> [STATED PROBLEM A] Render every line of the records as a Markdown table with two columns, Row and Line, numbering each row and leaving out blank lines.

> [SOURCE]
I did level 1 and 2, which were offered at St. Aubins, and would have done level 3 with the qualified instructor who I used to borrrow a boat from for my solo practice.
One of the complications of my course was that the churchwarden had a boat at St. Aubins, the boat I used to sail with him, and he and his wife and JM accused me of stalking him because I was down there, which was very much JM false accusation style and very upsetting, and I told JM that there was ample proof as to why I was there, but she wouldn't reply. It is funny how many times she refused to read my side of things once she got in with the Dean and churchwarden couple, even though you have seen her emails about how the churchwarden had done wrong.
I wonder if she was told he had a history?
Anyway, I felt I was permenantly on trial with her accusations, hence my defensiveness and trying to cover every single thing with the disinterested diocese.
Anyway, back to sailing, there was a bit of ego on the first course, but in the end we were all doing well and working well, and we all passed level one, and it was fun.
Level 2 was tougher, and I was frequently out solo sailing on a borrowed boat to try and 'do my homework' in my spare time, I felt a bit useless and incompetent and not in control, but nonetheless, I survived level 2.
What amuses me to remember was that we had three people with huge egos on level 2, so much that they hadn't bothered with level 1.
One was a girl who claimed she raced dinghys with her 'partner', but she couldn't gybe, and I said to her 'Is that how you gybe when you are racing?'
Now that sounds sharp but she had spent the course bossing the rest of us about and boasting, but I could gybe because I practiced frequently on my solo work, and she couldn't.
She lost a peg or two and went on the other boat after that! :)
The other two who amused us all were a really very puffed up couple, never sailed but decided level two was a better boast.
they came onto the boats stating how they were 'members of the yacht club' and had been voted in, did they need reminding that all new members need voting in by a proposer and seconder?
And so it went on, and we had to hear of the foriegn countries and all of it, a bit like the Lihous, that desparate insecurity that attempts to belittle others. I guess it is human nature, we all do it a bit, as the instructor quietly said.
But these two were hard work, sandals showing not nice feet, and their real fear of sailing that led to them not wanting to do certain exercises so they let the rest of us do extra, which was fine, me and the college lad from level 1 were getting on well and by then we were doing a lot of the work, there was also a lovely tutor from one of the secondary schools on the course, and he was good to talk to, so it wasn't all angst.
We used to finish when it was getting dark at night, and then we had the treacherous landings and berthings sometimes. :)
The weather was very tricky during level 1 and 2, with level 1 frequently becalmed and level 2 too windy, hence the Saturday exercises to make up for some we had to call off during the week.
The boats we sailed were Lazer Stratos, and they had lead weights to stabilise them, and the instructor said that this made them technically small yachts rather than dinghys, but they were dinghy enough. lovely boats but not singlehanders. The lead weight was supposed to make the boat uncapsizable.
I used to sail a Pico for my solo practice.

> [RECORDS PROVIDED]
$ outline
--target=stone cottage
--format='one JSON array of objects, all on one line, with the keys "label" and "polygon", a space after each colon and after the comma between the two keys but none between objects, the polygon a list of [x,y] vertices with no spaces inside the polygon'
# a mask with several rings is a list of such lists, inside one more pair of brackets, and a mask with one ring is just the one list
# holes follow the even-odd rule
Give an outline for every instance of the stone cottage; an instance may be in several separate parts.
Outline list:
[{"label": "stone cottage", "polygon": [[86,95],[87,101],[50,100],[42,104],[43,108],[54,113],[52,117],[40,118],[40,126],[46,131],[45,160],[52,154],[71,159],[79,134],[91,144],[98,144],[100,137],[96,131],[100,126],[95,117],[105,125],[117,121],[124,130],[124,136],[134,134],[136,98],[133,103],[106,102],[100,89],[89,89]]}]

> [STATED PROBLEM B] Carry the account of the sailing courses forward from its last sentence.

> [WRITTEN REPLY A]
| Row | Line |
|---|---|
| 1 | $ outline |
| 2 | --target=stone cottage |
| 3 | --format='one JSON array of objects, all on one line, with the keys "label" and "polygon", a space after each colon and after the comma between the two keys but none between objects, the polygon a list of [x,y] vertices with no spaces inside the polygon' |
| 4 | # a mask with several rings is a list of such lists, inside one more pair of brackets, and a mask with one ring is just the one list |
| 5 | # holes follow the even-odd rule |
| 6 | Give an outline for every instance of the stone cottage; an instance may be in several separate parts. |
| 7 | Outline list: |
| 8 | [{"label": "stone cottage", "polygon": [[86,95],[87,101],[50,100],[42,104],[43,108],[54,113],[52,117],[40,118],[40,126],[46,131],[45,160],[52,154],[71,159],[79,134],[91,144],[98,144],[100,137],[96,131],[100,126],[95,117],[105,125],[117,121],[124,130],[124,136],[134,134],[136,98],[133,103],[106,102],[100,89],[89,89]]}] |

> [WRITTEN REPLY B]
During the very windy spell, we nearly managed to capsize an uncapsizable boat! the gusts of wind were too strong and we were heading back in, a gust caught us and we had to go about, a bit out of control and with the inexperienced couple terrified and panicking, the rest of us brought the boat under control but there was a lot of water in it!
So, we passed level 2, and I went on to start training for level 3, solo, but 2010 with the collapse of my world and health meant I got into serious difficulties out on the water, and that was the end of my sailing.
I now cannot sail due to the lack of control and movement in my lower back and legs, I can't make a boat go about and would be a liability.
More sailing posts another time.
I joined a sailing group, and for a long time I didn't know they met every week but thought that meetings and sailings were only as advertised, so I missed out a bit.
But I had my first real Big Boat sail with them, to Guernsey and overnight there.
Andeventually, when I knew sailing was available every week, I got enthusiastic, dinghy and big boat sailing, and lovely people who took away some of the pain of the churchwarden situation.
I was sometimes simply too tense to be on a dinghy with others, so sometimes I would go on the guard boat, which was great fun, a little RIB, high speeds and sharp moves of course! :)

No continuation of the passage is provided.